**Brano di lettura:**
╭──

Cultura
"DOPO LA
MORTE DI STEFANO, LA STORIA DELLE SUE RELIQUIE ENTRÒ NELLA LEGGENDA"
Santo Stefano, perché il 26
dicembre si festeggia
"Fino al 1960 si celebrava anche la festa della "Invenzione"
(cioè "rinvenimento", dal latino invenio) delle reliquie di santo
Stefano il 3 agosto"
Stefano (… – Gerusalemme, 36) è stato il primo dei sette diaconi scelti
dalla comunità cristiana perché aiutassero gli apostoli nel ministero della
fede.
Venerato
come santo da tutte le Chiese che ammettono il culto dei santi, fu il
protomartire, cioè il primo cristiano ad aver dato la vita per testimoniare la
propria fede in Cristo e per la diffusione del Vangelo. Il suo martirio è
descritto negli Atti degli Apostoli dove appare evidente sia la sua chiamata al
servizio dei discepoli sia il suo martirio, avvenuto per lapidazione, alla
presenza di Paolo di Tarso prima della conversione.
La
celebrazione liturgica di Stefano è stata da sempre fissata al 26 dicembre,
subito dopo il Natale, perché nei giorni seguenti alla manifestazione del
Figlio di Dio furono posti nel martirologio i comites Christi, cioè i più
vicini nel suo percorso terreno, i primi a renderne testimonianza con il
martirio.

╰──

**Consegna:**
Trascriva integralmente, parola per parola, il brano su santo Stefano riportato sopra.

**Dati forniti:**
╭──

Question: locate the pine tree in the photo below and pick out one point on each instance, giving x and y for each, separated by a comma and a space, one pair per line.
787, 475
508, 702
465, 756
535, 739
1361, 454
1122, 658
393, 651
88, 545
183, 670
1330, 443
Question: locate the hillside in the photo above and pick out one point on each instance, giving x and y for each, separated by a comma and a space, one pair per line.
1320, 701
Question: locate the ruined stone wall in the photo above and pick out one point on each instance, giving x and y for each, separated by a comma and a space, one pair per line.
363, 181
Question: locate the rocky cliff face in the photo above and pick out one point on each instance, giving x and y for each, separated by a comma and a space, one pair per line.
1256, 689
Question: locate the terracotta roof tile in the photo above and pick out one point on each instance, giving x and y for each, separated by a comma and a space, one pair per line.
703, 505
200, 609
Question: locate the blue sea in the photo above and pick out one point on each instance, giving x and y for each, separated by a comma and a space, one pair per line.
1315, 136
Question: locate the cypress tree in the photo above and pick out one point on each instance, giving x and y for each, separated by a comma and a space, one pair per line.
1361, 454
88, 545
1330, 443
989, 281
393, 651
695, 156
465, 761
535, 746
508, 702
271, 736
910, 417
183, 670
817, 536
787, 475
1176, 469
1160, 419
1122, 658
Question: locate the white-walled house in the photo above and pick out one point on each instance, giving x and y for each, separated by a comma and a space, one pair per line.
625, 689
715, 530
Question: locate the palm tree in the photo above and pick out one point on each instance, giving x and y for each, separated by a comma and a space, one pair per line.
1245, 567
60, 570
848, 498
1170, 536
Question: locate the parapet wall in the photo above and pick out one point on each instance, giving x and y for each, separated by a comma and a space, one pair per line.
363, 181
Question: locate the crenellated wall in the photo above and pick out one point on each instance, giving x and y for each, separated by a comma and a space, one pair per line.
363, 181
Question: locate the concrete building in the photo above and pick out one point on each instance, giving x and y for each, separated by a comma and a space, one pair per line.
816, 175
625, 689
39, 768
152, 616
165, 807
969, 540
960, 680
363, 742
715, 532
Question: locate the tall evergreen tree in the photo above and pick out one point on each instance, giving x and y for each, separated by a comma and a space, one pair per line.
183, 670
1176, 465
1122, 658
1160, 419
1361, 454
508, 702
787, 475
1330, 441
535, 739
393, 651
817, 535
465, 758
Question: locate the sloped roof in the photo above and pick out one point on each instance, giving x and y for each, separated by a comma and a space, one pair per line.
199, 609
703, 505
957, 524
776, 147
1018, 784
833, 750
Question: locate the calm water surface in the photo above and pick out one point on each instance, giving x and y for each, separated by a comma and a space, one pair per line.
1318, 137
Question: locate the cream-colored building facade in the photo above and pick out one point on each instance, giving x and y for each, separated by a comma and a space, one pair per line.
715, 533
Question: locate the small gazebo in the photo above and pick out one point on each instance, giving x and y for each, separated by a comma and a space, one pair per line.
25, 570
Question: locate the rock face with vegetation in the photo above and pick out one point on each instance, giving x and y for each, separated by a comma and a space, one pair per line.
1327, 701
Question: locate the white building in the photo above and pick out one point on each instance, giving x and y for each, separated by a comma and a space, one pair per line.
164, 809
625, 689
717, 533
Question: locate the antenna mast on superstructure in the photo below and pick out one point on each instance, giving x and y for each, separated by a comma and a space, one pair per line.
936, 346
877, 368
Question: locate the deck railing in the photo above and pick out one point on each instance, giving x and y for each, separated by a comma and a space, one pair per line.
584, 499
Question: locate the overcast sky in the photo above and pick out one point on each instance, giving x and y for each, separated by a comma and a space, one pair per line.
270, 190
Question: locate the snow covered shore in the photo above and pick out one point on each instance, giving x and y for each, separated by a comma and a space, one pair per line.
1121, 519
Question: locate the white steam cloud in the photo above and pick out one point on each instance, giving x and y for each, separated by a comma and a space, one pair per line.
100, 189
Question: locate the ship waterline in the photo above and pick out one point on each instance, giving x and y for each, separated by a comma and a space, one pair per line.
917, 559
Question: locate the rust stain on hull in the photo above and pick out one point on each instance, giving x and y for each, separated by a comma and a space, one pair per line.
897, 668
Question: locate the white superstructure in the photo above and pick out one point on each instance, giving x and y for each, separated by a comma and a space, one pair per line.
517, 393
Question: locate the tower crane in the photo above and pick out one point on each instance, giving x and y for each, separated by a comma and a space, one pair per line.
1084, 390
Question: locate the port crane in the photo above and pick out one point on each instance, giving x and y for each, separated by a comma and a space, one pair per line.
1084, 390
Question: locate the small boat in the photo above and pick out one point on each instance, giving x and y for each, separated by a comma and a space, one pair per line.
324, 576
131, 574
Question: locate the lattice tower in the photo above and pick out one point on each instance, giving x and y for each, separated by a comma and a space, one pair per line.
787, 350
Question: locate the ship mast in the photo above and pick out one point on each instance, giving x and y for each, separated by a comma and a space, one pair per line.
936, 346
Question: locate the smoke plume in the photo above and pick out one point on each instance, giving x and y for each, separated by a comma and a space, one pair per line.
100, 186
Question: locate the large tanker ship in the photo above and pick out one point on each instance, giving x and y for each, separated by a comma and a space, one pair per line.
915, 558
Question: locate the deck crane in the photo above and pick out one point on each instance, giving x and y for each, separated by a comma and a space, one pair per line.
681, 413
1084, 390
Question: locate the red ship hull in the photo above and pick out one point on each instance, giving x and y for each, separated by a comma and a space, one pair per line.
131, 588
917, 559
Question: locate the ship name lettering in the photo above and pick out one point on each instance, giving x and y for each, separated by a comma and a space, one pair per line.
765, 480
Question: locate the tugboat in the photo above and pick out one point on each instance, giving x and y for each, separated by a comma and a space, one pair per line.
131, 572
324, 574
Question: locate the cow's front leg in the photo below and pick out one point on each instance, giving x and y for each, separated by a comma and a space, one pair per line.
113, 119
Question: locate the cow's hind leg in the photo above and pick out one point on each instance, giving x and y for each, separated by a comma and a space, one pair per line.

╰──

**Svolgimento:**
Cultura
"DOPO LA
MORTE DI STEFANO, LA STORIA DELLE SUE RELIQUIE ENTRÒ NELLA LEGGENDA"
Santo Stefano, perché il 26
dicembre si festeggia
"Fino al 1960 si celebrava anche la festa della "Invenzione"
(cioè "rinvenimento", dal latino invenio) delle reliquie di santo
Stefano il 3 agosto"
Stefano (… – Gerusalemme, 36) è stato il primo dei sette diaconi scelti
dalla comunità cristiana perché aiutassero gli apostoli nel ministero della
fede.
Venerato
come santo da tutte le Chiese che ammettono il culto dei santi, fu il
protomartire, cioè il primo cristiano ad aver dato la vita per testimoniare la
propria fede in Cristo e per la diffusione del Vangelo. Il suo martirio è
descritto negli Atti degli Apostoli dove appare evidente sia la sua chiamata al
servizio dei discepoli sia il suo martirio, avvenuto per lapidazione, alla
presenza di Paolo di Tarso prima della conversione.
La
celebrazione liturgica di Stefano è stata da sempre fissata al 26 dicembre,
subito dopo il Natale, perché nei giorni seguenti alla manifestazione del
Figlio di Dio furono posti nel martirologio i comites Christi, cioè i più
vicini nel suo percorso terreno, i primi a renderne testimonianza con il
martirio.